Rabu, 11 Agustus 2010

Solo (Ekstase) Festival

Oleh Bandung Mawardi

Solo menjelma jadi kota festival. Agenda festival sepanjang 2010 menjadi bukti kemauan Solo mewartakan diri sebagai kota yang hendak memikat dunia. Ambisi ini mungkin memang mengandaikan proyek kultural kendati ada pamrih menjadikan Solo sebagai lahan investasi atau kota pelancongan. Nalar ekonomi dan pariwisata masuk dalam konstruksi Solo sebagai kota festival. Penentuan jadwal, materi, visi, atau misi dari sekian festival kentara mengolah adonan pelbagai kepentingan ekonomi, seni, politik, pariwisata, pendidikan, dan kultural.

Catatan atas pencapaian dan kelemahan festival-festival di Solo menandakan ada kesamaran dalam pemahaman konsep dan aplikasi. Pencapaian tampak dari pemartabatan tradisi lokal, kampung, dan etnik. Kelemahan pun tampak dalam pembuatan desain dan kesadaran dalam pembentukan jejaring dengan festival di kota atau negara lain. Ambisi Solo menjadi kota festival sedang ingin dibuktikan. Joko Widodo selaku Wali Kota Solo optimistis, rangkaian festival bakal menjadi investasi untuk meningkatkan reputasi kota (Kompas, 24 Juli 2010).

Publik memang terkesima dengan rangkaian festival bertaraf lokal, nasional, atau internasional selama 2010. Sebut misalnya Solo International Ethnic Music (SIEM), Solo Menari, Festival Seni Kampung Solo, Solo Culinary Festival, Solo International Performing Art (SIPA), Solo Keroncong Festival, Festival Teater SMA, Festival Kethoprak Remaja, dan Festival Dalang Anak. Penamaan dan pemaknaan festival itu patut dipertanyakan ulang. Pemakaian bahasa pun bisa menjadi indikasi dari orientasi proyek festival di Solo.

Festival

Istilah festival dalam Kamus Besar Bahasa Indonesia (2005) diartikan sebagai hari atau pekan gembira dalam rangka peringatan peristiwa penting dan bersejarah atau pesta rakyat. Definisi ini sudah mengesankan bahwa agenda festival di Solo memang cenderung untuk menjelma sebagai pesta rakyat. Pembuktian ini tampak dari pilihan tempat, tema, tiket gratis, dan antusiasme partisipasi publik. Pembenaran ini juga menyisakan tanya dalam urusan pilihan sajian, seniman, atau format.

● **Soal yang Diberikan A**: Tuliskan kembali baris-baris catatan apa adanya, dari baris yang memuat "Can you tell me where the book display" sampai dengan baris yang memuat "[437,303,501,400]", kedua baris itu ikut disalin.

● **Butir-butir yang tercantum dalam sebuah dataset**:

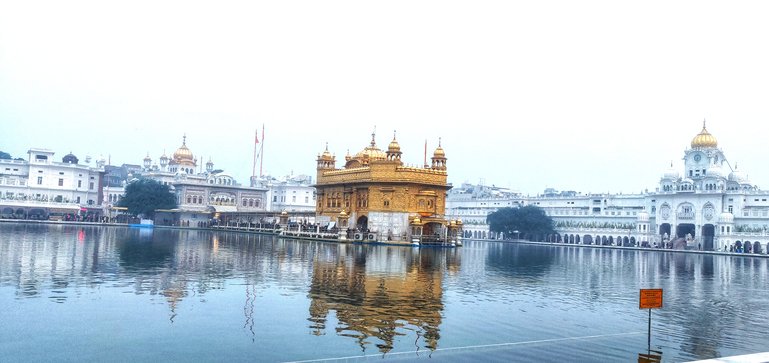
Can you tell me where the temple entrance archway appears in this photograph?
[676,223,697,242]
[702,224,716,251]
[355,216,368,232]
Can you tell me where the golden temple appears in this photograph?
[315,133,462,244]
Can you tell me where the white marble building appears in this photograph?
[0,148,104,219]
[447,124,769,253]
[105,136,269,227]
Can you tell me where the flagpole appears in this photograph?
[251,129,259,185]
[259,124,264,177]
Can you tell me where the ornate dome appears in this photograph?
[353,134,387,164]
[705,164,724,178]
[433,145,446,158]
[61,151,79,164]
[638,211,649,222]
[729,165,748,184]
[387,135,401,153]
[692,121,718,149]
[174,135,194,163]
[662,161,680,180]
[319,143,334,160]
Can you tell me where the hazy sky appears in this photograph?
[0,0,769,194]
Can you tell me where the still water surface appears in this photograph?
[0,223,769,362]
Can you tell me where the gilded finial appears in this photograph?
[371,125,376,147]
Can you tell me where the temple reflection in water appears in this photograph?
[309,245,460,353]
[0,223,769,361]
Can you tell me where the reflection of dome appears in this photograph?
[174,135,194,163]
[61,152,79,164]
[692,121,718,148]
[638,211,649,222]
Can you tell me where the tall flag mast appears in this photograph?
[259,124,264,177]
[251,129,259,181]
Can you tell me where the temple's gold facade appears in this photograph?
[315,134,461,242]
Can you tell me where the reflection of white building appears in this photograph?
[0,148,104,219]
[447,124,769,253]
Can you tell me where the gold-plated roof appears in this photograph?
[433,138,446,158]
[387,132,401,153]
[174,135,194,162]
[353,133,387,165]
[320,143,334,160]
[692,121,718,148]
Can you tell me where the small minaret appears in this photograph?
[432,138,446,170]
[317,143,336,170]
[387,131,401,161]
[144,152,152,171]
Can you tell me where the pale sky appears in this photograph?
[0,0,769,194]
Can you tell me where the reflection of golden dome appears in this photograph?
[174,135,194,162]
[692,121,718,148]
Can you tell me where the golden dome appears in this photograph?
[692,121,718,148]
[320,143,334,160]
[433,138,446,158]
[387,133,401,153]
[353,134,387,165]
[174,135,194,163]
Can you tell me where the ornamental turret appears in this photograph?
[143,153,152,170]
[387,131,401,162]
[431,139,446,170]
[317,143,336,170]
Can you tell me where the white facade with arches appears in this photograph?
[447,123,769,254]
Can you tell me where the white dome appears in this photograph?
[662,163,679,180]
[705,164,724,178]
[638,211,649,222]
[729,168,748,184]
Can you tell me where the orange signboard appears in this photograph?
[638,289,662,309]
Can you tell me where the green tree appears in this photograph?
[486,205,555,237]
[118,179,176,218]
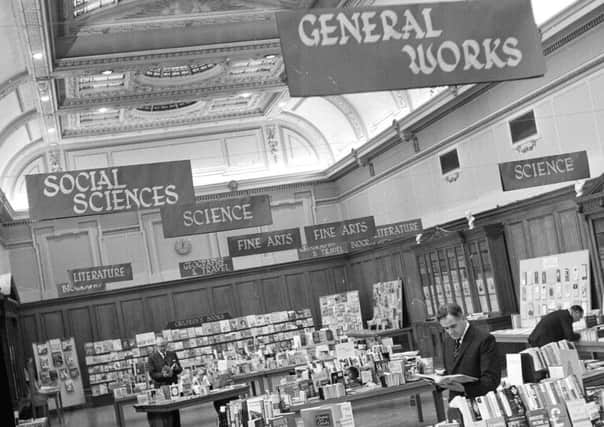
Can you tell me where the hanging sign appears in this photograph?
[499,151,589,191]
[276,0,545,96]
[304,216,375,246]
[227,228,302,257]
[161,196,273,237]
[178,257,233,278]
[25,160,195,220]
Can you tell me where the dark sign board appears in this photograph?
[178,257,233,277]
[67,263,132,286]
[276,0,545,96]
[161,196,273,237]
[25,160,195,220]
[304,216,375,246]
[227,228,302,257]
[499,151,589,191]
[57,282,106,297]
[166,313,231,329]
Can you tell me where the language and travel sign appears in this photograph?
[227,228,302,257]
[277,0,545,96]
[161,195,273,237]
[25,160,195,220]
[178,257,233,278]
[499,151,589,191]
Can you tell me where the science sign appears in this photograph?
[25,160,195,220]
[499,151,589,191]
[277,0,545,96]
[161,196,273,238]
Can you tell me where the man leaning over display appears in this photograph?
[436,303,501,400]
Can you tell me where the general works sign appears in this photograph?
[25,160,195,220]
[499,151,589,191]
[277,0,545,96]
[161,196,273,237]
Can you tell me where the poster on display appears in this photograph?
[227,228,302,257]
[178,257,233,278]
[520,250,591,328]
[276,0,545,97]
[25,160,195,220]
[319,291,363,335]
[499,151,589,191]
[32,338,86,409]
[161,195,273,238]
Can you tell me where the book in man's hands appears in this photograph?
[416,374,478,384]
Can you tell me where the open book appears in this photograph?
[415,374,478,384]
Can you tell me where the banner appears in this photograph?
[276,0,545,97]
[178,257,233,278]
[25,160,195,220]
[161,196,273,238]
[499,151,589,191]
[165,313,231,329]
[304,216,375,246]
[67,263,132,286]
[227,228,302,257]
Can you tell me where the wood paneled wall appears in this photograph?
[20,257,350,387]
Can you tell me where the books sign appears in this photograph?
[25,160,195,220]
[227,228,302,257]
[161,196,273,237]
[178,257,233,277]
[277,0,545,96]
[499,151,589,191]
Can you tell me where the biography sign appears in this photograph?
[227,228,302,257]
[276,0,545,96]
[25,160,195,220]
[161,196,273,238]
[178,257,233,278]
[499,151,589,191]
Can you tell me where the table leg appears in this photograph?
[432,388,447,422]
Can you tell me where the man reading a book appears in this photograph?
[436,303,501,400]
[529,305,583,347]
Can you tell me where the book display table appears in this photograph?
[289,380,446,423]
[134,385,248,427]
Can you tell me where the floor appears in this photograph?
[51,394,436,427]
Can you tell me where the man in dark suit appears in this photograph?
[529,305,583,347]
[148,338,182,388]
[437,303,501,400]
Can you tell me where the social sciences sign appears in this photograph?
[161,196,273,238]
[25,160,195,220]
[499,151,589,191]
[277,0,545,96]
[227,228,302,257]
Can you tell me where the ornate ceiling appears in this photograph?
[0,0,448,211]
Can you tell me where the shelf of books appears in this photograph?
[84,309,316,397]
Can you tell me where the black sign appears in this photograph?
[67,263,132,286]
[499,151,589,191]
[227,228,302,257]
[178,257,233,277]
[161,196,273,237]
[166,313,231,329]
[304,216,375,246]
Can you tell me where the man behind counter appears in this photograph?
[436,303,501,400]
[529,305,583,347]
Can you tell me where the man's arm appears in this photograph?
[464,335,501,398]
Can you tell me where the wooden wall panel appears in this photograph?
[121,298,151,338]
[172,289,213,320]
[94,303,122,340]
[235,282,262,316]
[145,294,174,331]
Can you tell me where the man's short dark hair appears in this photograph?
[436,302,463,320]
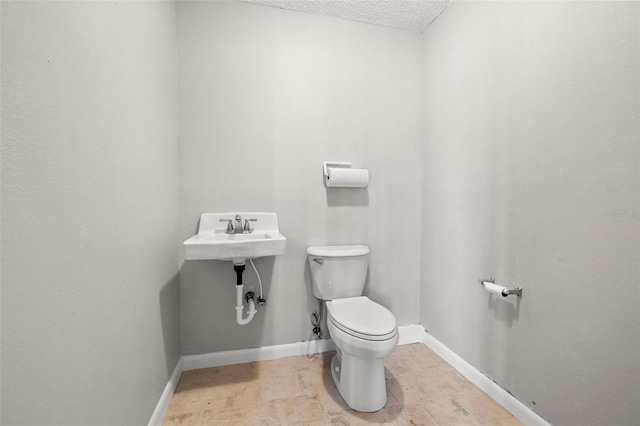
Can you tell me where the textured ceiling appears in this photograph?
[240,0,450,32]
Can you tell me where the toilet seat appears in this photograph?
[327,296,398,341]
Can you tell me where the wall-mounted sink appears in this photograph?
[184,212,287,263]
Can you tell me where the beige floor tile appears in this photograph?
[456,389,513,423]
[162,413,201,426]
[284,396,323,425]
[200,407,244,426]
[422,396,476,426]
[387,403,438,426]
[244,399,286,426]
[262,374,301,401]
[163,344,520,426]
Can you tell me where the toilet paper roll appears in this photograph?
[325,167,369,188]
[482,281,507,297]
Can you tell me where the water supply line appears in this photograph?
[233,263,258,325]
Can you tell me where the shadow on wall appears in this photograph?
[487,294,522,328]
[158,274,181,377]
[325,188,369,207]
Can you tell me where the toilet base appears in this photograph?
[331,350,387,413]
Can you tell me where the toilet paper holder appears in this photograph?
[480,278,522,297]
[316,161,351,179]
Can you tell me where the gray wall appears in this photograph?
[0,1,180,425]
[178,2,420,354]
[420,2,640,425]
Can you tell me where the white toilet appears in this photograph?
[307,245,398,412]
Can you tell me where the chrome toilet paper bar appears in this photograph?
[480,278,522,297]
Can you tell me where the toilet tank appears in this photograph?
[307,245,369,300]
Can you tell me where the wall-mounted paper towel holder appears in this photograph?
[322,161,369,188]
[480,278,522,297]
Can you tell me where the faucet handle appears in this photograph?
[220,219,233,232]
[242,217,258,232]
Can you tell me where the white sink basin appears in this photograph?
[184,212,287,262]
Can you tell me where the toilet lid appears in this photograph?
[329,296,396,336]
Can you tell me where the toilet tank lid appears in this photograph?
[307,245,369,257]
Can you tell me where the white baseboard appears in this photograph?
[149,357,183,426]
[182,325,424,371]
[149,324,551,426]
[422,328,551,426]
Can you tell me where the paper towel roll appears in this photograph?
[482,281,507,297]
[325,167,369,188]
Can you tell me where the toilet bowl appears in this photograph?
[307,245,399,412]
[327,297,398,412]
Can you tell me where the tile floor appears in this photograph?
[163,343,522,426]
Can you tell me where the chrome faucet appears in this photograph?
[233,214,242,234]
[220,214,258,234]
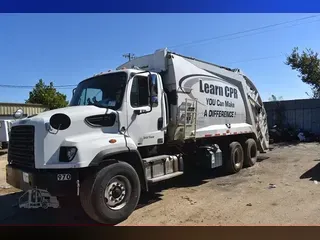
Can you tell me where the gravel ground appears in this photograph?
[0,143,320,225]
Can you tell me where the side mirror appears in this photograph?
[148,73,153,96]
[13,109,24,119]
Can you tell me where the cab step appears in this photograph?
[143,154,183,183]
[148,172,183,184]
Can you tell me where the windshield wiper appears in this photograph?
[92,102,108,108]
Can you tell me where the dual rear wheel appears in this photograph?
[225,138,258,174]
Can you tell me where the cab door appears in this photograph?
[126,73,166,147]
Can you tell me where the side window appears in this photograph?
[78,88,102,105]
[130,76,149,107]
[151,75,158,107]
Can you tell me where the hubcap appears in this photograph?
[104,176,130,210]
[234,149,241,168]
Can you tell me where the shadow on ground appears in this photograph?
[0,150,8,157]
[300,159,320,181]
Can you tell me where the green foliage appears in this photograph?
[26,79,68,110]
[285,47,320,98]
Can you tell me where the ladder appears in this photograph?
[180,98,198,140]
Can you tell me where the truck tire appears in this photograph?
[244,138,258,167]
[1,142,9,149]
[225,142,244,174]
[80,162,141,225]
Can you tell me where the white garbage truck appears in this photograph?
[6,49,269,224]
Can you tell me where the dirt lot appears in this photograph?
[0,143,320,225]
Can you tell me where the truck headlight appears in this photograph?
[59,147,78,162]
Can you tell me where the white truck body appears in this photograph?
[7,49,269,223]
[0,120,13,148]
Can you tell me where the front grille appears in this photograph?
[8,126,35,167]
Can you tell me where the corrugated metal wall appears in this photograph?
[0,103,45,118]
[264,99,320,134]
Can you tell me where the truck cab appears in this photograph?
[7,69,175,225]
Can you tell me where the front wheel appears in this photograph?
[80,162,141,224]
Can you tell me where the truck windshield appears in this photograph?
[70,72,127,110]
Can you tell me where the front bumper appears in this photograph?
[6,164,79,196]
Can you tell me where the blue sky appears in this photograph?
[0,14,320,102]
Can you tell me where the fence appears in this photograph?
[264,99,320,134]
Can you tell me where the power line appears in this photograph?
[168,14,320,49]
[0,84,77,89]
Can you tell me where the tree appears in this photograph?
[26,79,68,110]
[285,47,320,98]
[269,95,286,128]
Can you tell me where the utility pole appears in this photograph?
[122,53,136,61]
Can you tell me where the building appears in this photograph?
[0,102,46,120]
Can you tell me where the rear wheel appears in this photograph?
[80,162,141,224]
[225,142,244,174]
[244,138,258,167]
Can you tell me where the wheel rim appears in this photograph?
[104,176,131,210]
[250,146,257,158]
[234,148,241,168]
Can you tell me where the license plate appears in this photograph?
[22,172,29,183]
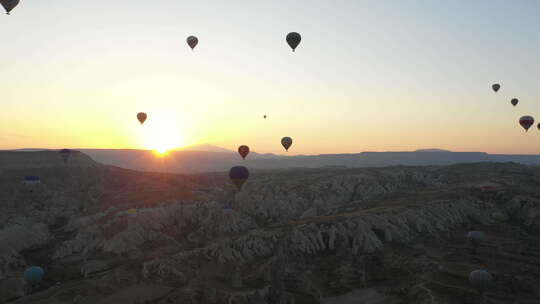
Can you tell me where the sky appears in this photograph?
[0,0,540,155]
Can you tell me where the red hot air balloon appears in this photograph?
[186,36,199,50]
[229,166,249,191]
[281,137,292,151]
[519,115,534,132]
[137,112,147,125]
[238,145,249,159]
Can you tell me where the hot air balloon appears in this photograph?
[467,231,484,247]
[519,115,534,132]
[0,0,19,15]
[137,112,148,125]
[510,98,519,107]
[286,32,302,52]
[238,145,249,159]
[60,149,71,163]
[469,270,493,294]
[186,36,199,50]
[281,137,292,151]
[229,166,249,190]
[23,266,45,286]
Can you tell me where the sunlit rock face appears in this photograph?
[0,158,540,304]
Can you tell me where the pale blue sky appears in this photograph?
[0,0,540,154]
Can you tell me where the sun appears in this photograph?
[141,116,185,156]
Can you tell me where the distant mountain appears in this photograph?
[414,149,452,152]
[175,144,235,153]
[6,145,540,173]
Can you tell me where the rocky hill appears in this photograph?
[0,152,540,304]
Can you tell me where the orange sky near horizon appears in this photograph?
[0,0,540,155]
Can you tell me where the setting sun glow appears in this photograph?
[144,117,185,156]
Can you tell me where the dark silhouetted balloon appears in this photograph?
[510,98,519,107]
[60,149,71,163]
[23,266,45,285]
[281,137,292,151]
[519,115,534,132]
[186,36,199,50]
[238,145,249,159]
[137,112,148,125]
[467,231,484,246]
[469,270,493,293]
[286,32,302,52]
[229,166,249,190]
[0,0,19,15]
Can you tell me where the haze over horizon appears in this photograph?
[0,0,540,155]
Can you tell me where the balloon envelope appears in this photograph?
[469,270,493,292]
[281,137,292,151]
[23,266,45,285]
[137,112,148,125]
[519,115,534,132]
[238,145,249,159]
[286,32,302,52]
[229,166,249,190]
[0,0,19,15]
[186,36,199,50]
[510,98,519,107]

● **Soal yang Diberikan B**: Tuliskan lanjutan esai tentang Solo sebagai kota festival, dimulai setelah kalimat terakhirnya.

● **Jawaban Akhir A**:
Can you tell me where the book display table appears in this photograph?
[289,380,446,423]
[134,385,248,427]
Can you tell me where the floor appears in this photograph?
[51,394,436,427]
Can you tell me where the man in dark suit appears in this photograph?
[529,305,583,347]
[148,338,182,388]
[437,303,501,400]

● **Jawaban Akhir B**:
Festival-festival dengan taraf internasional kadang kurang membumi alias sekadar menghadirkan tontonan dalam keterasingan mengacu pada kesadaran lokalitas. Klaim atas etnik atau tradisi lokal kerap terkooptasi oleh garapan-garapan modern atau kontemporer. Dua istilah ini mungkin rancu tapi bisa memberi indikasi tentang kepentingan sekadar menjadikan tradisi atau lokalitas sebagai tempelan atau dekorasi dalam sajian festival.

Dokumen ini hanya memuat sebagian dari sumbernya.